● **Brief**: Go to the line that includes "Return one point per instance of the black" and retype it, then every line after it to the end of the data, adding nothing.

● **Natural language region descriptions**:
----
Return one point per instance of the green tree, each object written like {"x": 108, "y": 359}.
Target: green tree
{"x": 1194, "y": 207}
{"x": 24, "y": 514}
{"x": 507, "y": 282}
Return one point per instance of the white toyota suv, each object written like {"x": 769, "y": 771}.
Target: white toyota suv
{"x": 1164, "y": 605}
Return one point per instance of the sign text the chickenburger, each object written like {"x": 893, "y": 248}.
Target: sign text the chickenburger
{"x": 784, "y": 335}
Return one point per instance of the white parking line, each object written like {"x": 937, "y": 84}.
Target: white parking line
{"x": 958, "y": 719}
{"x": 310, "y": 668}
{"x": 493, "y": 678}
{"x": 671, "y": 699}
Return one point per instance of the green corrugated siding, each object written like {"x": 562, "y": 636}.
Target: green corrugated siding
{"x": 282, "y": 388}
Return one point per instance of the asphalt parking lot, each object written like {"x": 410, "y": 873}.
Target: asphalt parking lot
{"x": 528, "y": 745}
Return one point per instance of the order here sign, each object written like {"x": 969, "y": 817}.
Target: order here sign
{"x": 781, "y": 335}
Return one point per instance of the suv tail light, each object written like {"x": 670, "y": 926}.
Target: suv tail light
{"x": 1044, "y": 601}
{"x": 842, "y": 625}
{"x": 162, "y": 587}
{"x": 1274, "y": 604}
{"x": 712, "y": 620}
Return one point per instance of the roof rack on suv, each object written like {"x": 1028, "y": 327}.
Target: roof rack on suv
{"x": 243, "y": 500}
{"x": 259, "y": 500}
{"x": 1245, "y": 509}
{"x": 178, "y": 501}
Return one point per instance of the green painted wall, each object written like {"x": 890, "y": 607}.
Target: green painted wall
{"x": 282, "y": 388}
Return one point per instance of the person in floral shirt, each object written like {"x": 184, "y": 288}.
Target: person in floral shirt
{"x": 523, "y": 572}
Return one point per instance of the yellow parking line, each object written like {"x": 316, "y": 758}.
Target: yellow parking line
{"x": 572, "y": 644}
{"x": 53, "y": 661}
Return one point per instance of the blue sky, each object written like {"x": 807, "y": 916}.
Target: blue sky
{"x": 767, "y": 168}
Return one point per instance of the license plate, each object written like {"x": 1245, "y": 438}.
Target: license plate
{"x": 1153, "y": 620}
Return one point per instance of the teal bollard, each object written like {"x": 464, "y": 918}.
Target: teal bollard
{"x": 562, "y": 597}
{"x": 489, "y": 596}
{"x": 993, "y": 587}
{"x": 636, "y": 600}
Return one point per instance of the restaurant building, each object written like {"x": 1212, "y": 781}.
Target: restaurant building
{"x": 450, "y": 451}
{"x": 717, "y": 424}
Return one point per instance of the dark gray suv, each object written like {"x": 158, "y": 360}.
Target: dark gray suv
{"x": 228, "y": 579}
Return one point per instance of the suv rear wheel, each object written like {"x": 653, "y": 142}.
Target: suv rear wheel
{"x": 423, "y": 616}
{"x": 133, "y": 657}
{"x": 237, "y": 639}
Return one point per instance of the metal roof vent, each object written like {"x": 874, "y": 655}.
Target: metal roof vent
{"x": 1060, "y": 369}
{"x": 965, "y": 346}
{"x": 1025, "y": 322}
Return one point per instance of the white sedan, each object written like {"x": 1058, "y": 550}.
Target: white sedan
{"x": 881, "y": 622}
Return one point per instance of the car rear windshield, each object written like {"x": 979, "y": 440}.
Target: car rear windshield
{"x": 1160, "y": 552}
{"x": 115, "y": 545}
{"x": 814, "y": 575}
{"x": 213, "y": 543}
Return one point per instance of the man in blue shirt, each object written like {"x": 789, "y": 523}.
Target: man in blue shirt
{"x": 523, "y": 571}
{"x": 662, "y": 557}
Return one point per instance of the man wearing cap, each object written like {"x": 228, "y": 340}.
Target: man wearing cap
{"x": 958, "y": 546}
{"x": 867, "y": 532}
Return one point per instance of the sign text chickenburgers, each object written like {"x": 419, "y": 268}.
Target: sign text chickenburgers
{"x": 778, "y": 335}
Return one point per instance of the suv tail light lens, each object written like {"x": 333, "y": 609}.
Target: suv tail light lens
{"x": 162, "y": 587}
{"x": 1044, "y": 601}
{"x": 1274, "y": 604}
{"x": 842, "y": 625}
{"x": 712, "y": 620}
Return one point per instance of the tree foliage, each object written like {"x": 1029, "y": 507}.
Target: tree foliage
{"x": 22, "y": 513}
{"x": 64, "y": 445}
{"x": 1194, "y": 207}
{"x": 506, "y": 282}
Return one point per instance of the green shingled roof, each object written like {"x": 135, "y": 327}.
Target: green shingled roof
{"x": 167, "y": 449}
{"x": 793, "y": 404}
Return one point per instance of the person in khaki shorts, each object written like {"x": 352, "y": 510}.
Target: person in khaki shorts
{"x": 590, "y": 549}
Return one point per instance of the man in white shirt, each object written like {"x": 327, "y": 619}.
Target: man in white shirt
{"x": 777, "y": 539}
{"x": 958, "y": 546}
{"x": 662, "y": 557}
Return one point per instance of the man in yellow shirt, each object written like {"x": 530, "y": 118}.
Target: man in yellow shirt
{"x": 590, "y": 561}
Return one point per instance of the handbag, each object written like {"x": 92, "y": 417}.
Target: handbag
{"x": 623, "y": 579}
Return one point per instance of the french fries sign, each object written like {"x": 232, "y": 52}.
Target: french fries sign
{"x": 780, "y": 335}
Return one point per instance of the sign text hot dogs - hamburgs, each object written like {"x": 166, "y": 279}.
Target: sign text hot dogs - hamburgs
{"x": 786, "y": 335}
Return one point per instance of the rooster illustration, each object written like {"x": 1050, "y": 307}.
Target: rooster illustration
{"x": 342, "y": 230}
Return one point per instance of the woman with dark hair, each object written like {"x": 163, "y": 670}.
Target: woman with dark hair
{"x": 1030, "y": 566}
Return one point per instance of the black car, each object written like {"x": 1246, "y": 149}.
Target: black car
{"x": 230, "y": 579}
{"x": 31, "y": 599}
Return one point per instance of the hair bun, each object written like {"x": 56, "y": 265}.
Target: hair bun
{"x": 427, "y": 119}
----
● **Answer below**:
Return one point per instance of the black car, each object written like {"x": 1246, "y": 149}.
Target: black car
{"x": 230, "y": 579}
{"x": 31, "y": 599}
Return one point per instance of the hair bun, each object written like {"x": 56, "y": 265}.
Target: hair bun
{"x": 427, "y": 119}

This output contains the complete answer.